*WHAT TO DO:*
Give the number of lines in the data that hold the word "curb", and nothing else.

[DATA Boundary: Start]

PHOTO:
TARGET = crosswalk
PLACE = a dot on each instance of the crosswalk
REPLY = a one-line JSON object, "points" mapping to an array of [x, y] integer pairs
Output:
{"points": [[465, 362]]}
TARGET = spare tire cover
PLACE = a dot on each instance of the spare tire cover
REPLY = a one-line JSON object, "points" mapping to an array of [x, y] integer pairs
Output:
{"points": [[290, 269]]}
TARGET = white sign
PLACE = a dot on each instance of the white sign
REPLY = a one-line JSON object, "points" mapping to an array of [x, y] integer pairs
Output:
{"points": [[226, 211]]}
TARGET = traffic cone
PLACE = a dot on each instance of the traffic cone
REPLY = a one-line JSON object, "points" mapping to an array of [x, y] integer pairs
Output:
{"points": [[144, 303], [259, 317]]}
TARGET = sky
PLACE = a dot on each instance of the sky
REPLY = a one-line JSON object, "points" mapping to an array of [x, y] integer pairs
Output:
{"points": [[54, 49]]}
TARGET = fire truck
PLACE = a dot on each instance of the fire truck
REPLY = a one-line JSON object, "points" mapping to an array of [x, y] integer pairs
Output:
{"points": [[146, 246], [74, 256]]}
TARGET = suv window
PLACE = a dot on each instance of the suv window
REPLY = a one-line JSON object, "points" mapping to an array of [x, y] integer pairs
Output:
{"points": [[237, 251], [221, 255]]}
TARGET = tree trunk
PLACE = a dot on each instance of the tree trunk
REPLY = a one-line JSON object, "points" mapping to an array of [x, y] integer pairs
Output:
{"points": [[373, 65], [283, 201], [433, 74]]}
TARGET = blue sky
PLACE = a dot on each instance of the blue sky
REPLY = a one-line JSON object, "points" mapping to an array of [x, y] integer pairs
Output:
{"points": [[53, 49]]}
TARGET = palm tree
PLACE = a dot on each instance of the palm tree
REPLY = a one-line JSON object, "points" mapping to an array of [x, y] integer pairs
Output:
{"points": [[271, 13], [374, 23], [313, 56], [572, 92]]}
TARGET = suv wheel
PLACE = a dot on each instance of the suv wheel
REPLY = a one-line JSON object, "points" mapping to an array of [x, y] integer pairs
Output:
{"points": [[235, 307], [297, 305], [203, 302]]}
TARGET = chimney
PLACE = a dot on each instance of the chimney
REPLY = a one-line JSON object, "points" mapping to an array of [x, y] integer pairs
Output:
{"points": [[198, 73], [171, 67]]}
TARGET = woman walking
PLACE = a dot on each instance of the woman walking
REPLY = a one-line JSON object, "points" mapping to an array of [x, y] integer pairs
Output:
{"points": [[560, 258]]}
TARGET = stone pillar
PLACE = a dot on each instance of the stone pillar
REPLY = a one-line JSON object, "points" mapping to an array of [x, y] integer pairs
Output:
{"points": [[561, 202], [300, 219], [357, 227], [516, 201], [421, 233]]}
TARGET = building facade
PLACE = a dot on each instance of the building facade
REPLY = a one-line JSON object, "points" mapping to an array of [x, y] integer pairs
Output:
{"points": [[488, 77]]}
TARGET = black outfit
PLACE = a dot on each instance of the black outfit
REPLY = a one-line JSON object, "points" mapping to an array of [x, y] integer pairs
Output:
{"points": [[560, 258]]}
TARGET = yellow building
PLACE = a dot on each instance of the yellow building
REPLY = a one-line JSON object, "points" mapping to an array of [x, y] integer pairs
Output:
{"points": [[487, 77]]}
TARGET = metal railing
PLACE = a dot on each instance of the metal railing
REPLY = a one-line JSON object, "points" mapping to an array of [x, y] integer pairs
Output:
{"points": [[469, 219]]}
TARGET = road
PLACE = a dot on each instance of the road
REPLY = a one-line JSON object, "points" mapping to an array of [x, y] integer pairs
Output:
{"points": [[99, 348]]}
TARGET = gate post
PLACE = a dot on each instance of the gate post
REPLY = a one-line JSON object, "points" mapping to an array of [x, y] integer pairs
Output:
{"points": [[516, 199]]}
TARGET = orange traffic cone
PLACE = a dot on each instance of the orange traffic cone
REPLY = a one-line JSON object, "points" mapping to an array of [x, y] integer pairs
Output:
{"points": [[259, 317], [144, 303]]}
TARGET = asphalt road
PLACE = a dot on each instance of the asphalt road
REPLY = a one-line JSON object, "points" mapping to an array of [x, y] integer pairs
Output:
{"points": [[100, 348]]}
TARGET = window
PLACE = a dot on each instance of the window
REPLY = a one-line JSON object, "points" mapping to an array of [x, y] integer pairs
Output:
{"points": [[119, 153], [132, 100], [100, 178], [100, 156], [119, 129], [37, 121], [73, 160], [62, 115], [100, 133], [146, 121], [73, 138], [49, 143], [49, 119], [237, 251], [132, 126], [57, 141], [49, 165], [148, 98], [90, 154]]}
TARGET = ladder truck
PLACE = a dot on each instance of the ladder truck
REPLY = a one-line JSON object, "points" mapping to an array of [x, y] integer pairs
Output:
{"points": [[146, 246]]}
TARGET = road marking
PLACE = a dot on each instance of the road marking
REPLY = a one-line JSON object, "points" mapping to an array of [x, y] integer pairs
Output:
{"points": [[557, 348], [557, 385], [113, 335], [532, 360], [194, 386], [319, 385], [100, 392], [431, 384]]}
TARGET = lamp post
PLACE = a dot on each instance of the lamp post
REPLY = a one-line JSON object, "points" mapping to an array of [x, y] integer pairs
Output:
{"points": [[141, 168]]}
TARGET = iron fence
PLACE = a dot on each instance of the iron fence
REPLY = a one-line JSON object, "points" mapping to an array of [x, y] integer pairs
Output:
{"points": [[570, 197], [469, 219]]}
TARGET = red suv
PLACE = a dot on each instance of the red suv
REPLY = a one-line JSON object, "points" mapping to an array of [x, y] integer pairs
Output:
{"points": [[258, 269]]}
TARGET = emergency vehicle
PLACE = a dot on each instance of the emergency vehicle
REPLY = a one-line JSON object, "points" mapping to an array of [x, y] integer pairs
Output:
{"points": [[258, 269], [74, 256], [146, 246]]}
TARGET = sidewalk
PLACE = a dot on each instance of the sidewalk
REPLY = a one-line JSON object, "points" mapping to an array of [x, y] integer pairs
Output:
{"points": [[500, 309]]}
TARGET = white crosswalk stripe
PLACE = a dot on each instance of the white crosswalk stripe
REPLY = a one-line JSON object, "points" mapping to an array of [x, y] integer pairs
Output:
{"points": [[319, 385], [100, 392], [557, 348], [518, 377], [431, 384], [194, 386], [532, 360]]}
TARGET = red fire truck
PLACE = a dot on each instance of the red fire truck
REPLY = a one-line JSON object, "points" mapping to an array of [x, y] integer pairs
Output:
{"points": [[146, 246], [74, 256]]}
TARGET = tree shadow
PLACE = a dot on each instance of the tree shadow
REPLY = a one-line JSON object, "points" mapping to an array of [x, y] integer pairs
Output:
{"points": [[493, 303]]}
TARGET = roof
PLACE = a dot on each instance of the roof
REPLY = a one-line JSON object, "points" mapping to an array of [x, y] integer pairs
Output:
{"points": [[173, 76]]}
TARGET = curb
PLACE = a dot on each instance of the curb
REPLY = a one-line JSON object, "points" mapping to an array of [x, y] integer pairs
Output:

[DATA Boundary: End]

*SOLUTION TO THE EXERCISE:*
2